■ EXTRACT PROVIDED:

CARY — The town has embarked on the process that will determine the fate of the water tower near Cary High School.
The aging tower, constructed in 1966, is famous for bearing the words “class of …” each year in honor of local high school seniors.
In the coming months, engineering firm Hazen & Sawyer is set to suss out the details of a town plan to expand water capacity in central Cary, from cost to local water demand. The results could determine whether the local landmark has a chance to survive.
Earlier this year, news of the potential demolition of the water tower drew cries of protest from Caryites near and far, including high school students who want to see their class year painted on the landmark. An online petition to save the tower claims more than 1,500 signatures.
The town has warned that keeping the oldest of the town’s six water towers could be an unnecessary cost. Downtown homes and businesses need more capacity than the tower can provide, and the tower needs significant maintenance work.
This combination could make it cheaper to completely replace the tower than to keep it up.
But the plan isn’t settled yet. Cary staff are working with four options. The town could:
• Repair the old tower.
• Rehabilitate the old tower while building a new tower at a separate site.
• Replace the old tower with a new structure on the same site near Cary High School.
• Or demolish the tower and build a new tank on a different site.

■ INFORMATION PROVIDED:
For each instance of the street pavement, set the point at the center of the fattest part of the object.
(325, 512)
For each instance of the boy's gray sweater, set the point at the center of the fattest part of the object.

■ TASKS TO PERFORM:
• 1. Decide whether each statement below agrees with the article on the Cary water tower, answering yes or no and quoting the deciding words from it: (a) The tower was built in 1966. (b) The online petition to save the tower has more than 5,000 signatures. (c) Cary staff are weighing three options for the tower.
• 2. Continue the article on the Cary water tower from the point where it stops.

■ SOLVED TASKS:
• 1.
(a) Yes: "constructed in 1966."
(b) No: "An online petition to save the tower claims more than 1,500 signatures."
(c) No: "Cary staff are working with four options."

• 2.
To help the town decide, Hazen & Sawyer would spend several months gathering data on each option.
“They’ll be looking at the financial end, and they’ll be looking at the wider (water) system, as far as what it can support, and how much storage we need,” said Dave Hallgren, utility engineer for the town.
Once the firm has drafted its technical report, the town will host a public meeting to discuss its findings. That kind of outreach is typical of utility projects, but town staff also have been keenly aware of the extra attention on the SE Maynard Road tank.
So far, the town has set aside $3.5 million for the water tower project; staff haven’t yet projected the final costs.
“We really need to wait and see what they’ll come up with,” Hallgren said.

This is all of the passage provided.